▶ [Brief 1]:
Using the text about director Shunji Iwai, decide whether each statement agrees with it: (a) Iwai graduated from Yokohama National University in 1987; (b) Iwai grew up in Tokyo; (c) the 1993 Fireworks, Should We See It from the Side or the Bottom? earned Iwai the Best Newcomer award from the Japan Directors Association. For each, answer yes or no and quote the words of the text that decide it.

One of the well-known Japanese directors who continued to move forward in the third decade of his career is director Shunji Iwai (岩井俊二). He is a rare director who showcases fablelike tales with his distinctive visual style. His masterpiece, Love Letter, became a box office hit and still continues to inspire both Asian and international fans.
Iwai also has recently featured a lot of his works in the 29th Tokyo International Film Festival in which many of them served as the event’s highlight. With such great achievement, let us do the honor to look back into his journey to growth – from his prolific body of work to his much-deserved international reputation.
Iwai grew up in Sendai (仙台), the capital city of Miyagi (宮城) Prefecture in Japan. He received his education at Yokohama National University (横浜国立大学) and graduated in 1987. A year later, he started working in the entertainment industry by directing television dramas as well as music videos. Some of these included the likes of Maria (マリア), Lunatic Love (ルナティック・ラヴ), and the 1993 Fireworks, Should We See It from the Side or the Bottom? (打ち上げ花火、下から見るか? 横から見るか?), which brought him critical praise and the Best Newcomer award from the Japan Directors Association.

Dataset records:
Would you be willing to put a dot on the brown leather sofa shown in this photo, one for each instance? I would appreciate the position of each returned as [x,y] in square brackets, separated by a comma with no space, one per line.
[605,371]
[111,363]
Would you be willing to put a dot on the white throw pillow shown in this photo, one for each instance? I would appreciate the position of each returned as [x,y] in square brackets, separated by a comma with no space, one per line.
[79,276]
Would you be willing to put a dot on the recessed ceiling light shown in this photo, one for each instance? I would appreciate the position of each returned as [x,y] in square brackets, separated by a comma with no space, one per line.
* * *
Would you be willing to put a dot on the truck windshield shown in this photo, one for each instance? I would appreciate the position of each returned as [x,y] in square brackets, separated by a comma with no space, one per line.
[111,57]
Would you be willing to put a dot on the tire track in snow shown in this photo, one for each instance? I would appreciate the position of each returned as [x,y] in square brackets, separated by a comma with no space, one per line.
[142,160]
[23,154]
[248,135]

▶ [Brief 2]:
Say how many lines of the records contain the string "leather", with case counting, and give only the number.

▶ [Exercise output 1]:
(a) Yes: "He received his education at Yokohama National University (横浜国立大学) and graduated in 1987."
(b) No: "Iwai grew up in Sendai (仙台), the capital city of Miyagi (宮城) Prefecture in Japan."
(c) Yes: "which brought him critical praise and the Best Newcomer award from the Japan Directors Association."

▶ [Exercise output 2]:
1